Testo fornito ->
════════════════

Tra lo sciopero del 2023 che ha decimato le uscite di quest’anno e, a monopolizzare l’attenzione del pubblico, il cliffhanger elettorale che diventa ogni giorno più imprevedibile (senza contare le Olimpiadi), l’estate cinematografica americana non offre nulla di remotamente vicino a quel fenomeno culturale e di box office che è stato Barbenheimer. In un panorama in cui il calo delle vendite dei biglietti è stimato intorno al 24 percento, e il solo studio che sembra uscire bene dal disastro è la Disney – con Inside Out 2 e Deadpool & Wolverine – l’unico film che sembra creare un po’ di conversazione è Twisters. La ripresa del successo meteo-catastrofico diretto da Jan de Bont nel 1996, da una sceneggiatura di Michael Crichton e Anne-Marie Martin, sfoggia – come il film originale – il logo della Amblin. Anche il DNA di Twisters (nella «s» del plurale, l’eco di come oggi le maxi trombe d’aria non siano più un’anomalia) è quello di uno Spielberg vecchia maniera. Dove, nel mezzo di un tornado particolarmente devastante, l’edificio più sicuro in cui rifugiarsi è… un cinema. Altro tocco cinefilo, Twisters è girato in 35mm.

CERTO, Lee Isaac Chung, dietro alla macchina da presa, non è Spielberg, JJ Abrams e nemmeno Jan de Bont, ma – pur non essendo un visionario dell’azione o della suspense – il regista del successo indipendente Minari mette a buon frutto la sua infanzia trascorsa in gran parte in Arkansas imprimendo al film e ai personaggi una sensibilità Midwestern che non è sempre garantita nel cinema spettacolare hollywoodiano.

IL FILM è ambientato in una parte dell’Oklahoma soprannominata Tornado Alley, il vicolo dei tornado, una distesa piatta in cui converge annualmente una colorata sottocultura fatta di meteorologi, cacciatori di brividi da mega tempeste, Tik Tok influencer e, scopriremo, speculatori immobiliari che comprano a prezzi stracciati le case e le terre delle comunità devastate dal maltempo. L’attrice inglese Daisy Edgar-Jones è Kate, cresciuta nei dintorni e appassionata fin da piccola dei tornado, per i quali sembra avere un sesto senso, e che sogna di poter «spegnere» con una miscela chimica da iniettare nel cuore della temibile colonna d’aria. Quando, durante un esperimento per provare la sua teoria perdono la vita i suoi migliori amici, Kate abbandona l’idea e l’approccio diretto, andando a nascondersi dietro la scrivania di un ufficio di New York, a studiare tornado dallo schermo di un computer. La richiama sul campo un ex compagno di scuola (Jesse Ramos) dotato di apparecchiature capaci di scannerizzare un ciclone per poi analizzarlo.

════════════════

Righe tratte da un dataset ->
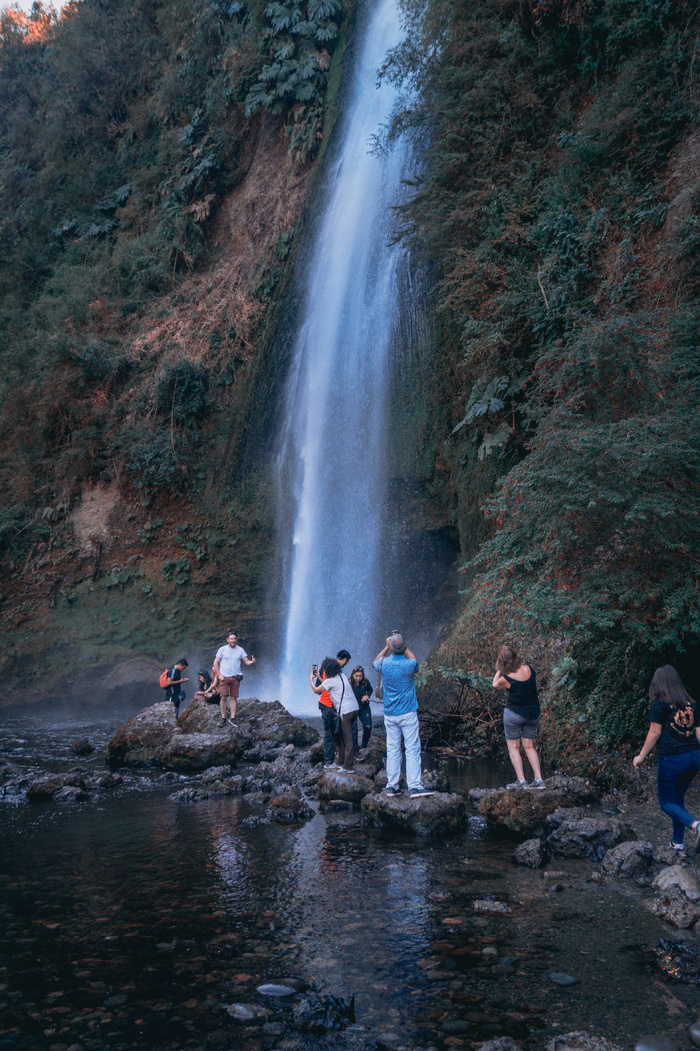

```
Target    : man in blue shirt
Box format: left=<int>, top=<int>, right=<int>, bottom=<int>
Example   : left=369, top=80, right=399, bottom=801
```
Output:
left=374, top=632, right=434, bottom=799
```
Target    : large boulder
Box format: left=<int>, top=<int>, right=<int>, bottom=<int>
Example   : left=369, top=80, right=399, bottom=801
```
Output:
left=652, top=865, right=700, bottom=902
left=106, top=698, right=318, bottom=770
left=26, top=774, right=87, bottom=803
left=318, top=770, right=374, bottom=803
left=106, top=701, right=180, bottom=766
left=545, top=1030, right=622, bottom=1051
left=362, top=792, right=467, bottom=836
left=479, top=774, right=599, bottom=836
left=268, top=786, right=314, bottom=825
left=547, top=815, right=635, bottom=861
left=180, top=697, right=318, bottom=748
left=652, top=865, right=700, bottom=930
left=602, top=840, right=654, bottom=879
left=161, top=724, right=249, bottom=774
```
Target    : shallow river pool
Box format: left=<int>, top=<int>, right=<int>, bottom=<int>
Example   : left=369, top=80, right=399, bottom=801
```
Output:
left=0, top=713, right=700, bottom=1051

════════════════

Consegna A ->
Secondo il testo su Twisters, quale attrice interpreta Kate?
Consegna B ->
Riprendi il testo su Twisters e proseguilo a partire dalla sua ultima frase.
Per questo lavoro le righe non servono.

Risultato atteso A ->
L'attrice inglese Daisy Edgar-Jones.

Risultato atteso B ->
TWISTERS decolla veramente solo quando, insieme a Kate e alla sua nuova squadra di caccia tornado – tutti in bianco, high tech e molto corporate – appare una loro versione alternativa, capitanata da Tyler Owens (Glenn Powell, dopo Hitman) una stella di YouTube che, invece di cercare di «spegnere» i twister, spara loro dentro coloratissimi fuochi d’artificio a beneficio di milioni di videofan. Dietro al look di cinico e vanesio cowboy del meteo-disastro Tyler (Powell è una specie di Tom Cruise, più autoironico e senza l’edge di Scientology) nasconde non solo un certo insight scientifico ma anche un cuore. Se – come si sono lamentati alcuni critici – Twisters evita di affrontare in modo esplicito la crisi ambientale, una buona porzione del film (diversamente dalla versione de Bont) è spesa tra le macerie risultanti da pochi istanti di tornado. Lee Isaac Chung e il suo sceneggiatore, Joseph Kosinski, evitano il pistolotto sui perché queste catastrofiche manifestazioni metereologiche si stanno moltiplicando – ma il loro effetto distruttivo è chiaro. È una realtà che il centro degli States conosce molto meglio dei residenti delle due coste.

TRA QUELLE macerie, Tyler e i suoi distribuiscono cibo e coperte. Forse anche per quell’empatia e sicuramente per il suo spirito antiestablishment (i nuovi soci high tech di Kate si riveleranno dei poco di buono e lei tornerà nel laboratorio di quando era ragazzina perfettamente preservato nella fattoria della mamma) Twisters sta andando benissimo in particolare nella cosiddetta red America. Il che non ne fa un film che glissa sulla crisi ambientale perché diretto all’elettorato di Trump, come ha invece bizzarramente suggerito – in un’apoteosi di idiozia da culture war – un recente articolo apparso sul New York Times.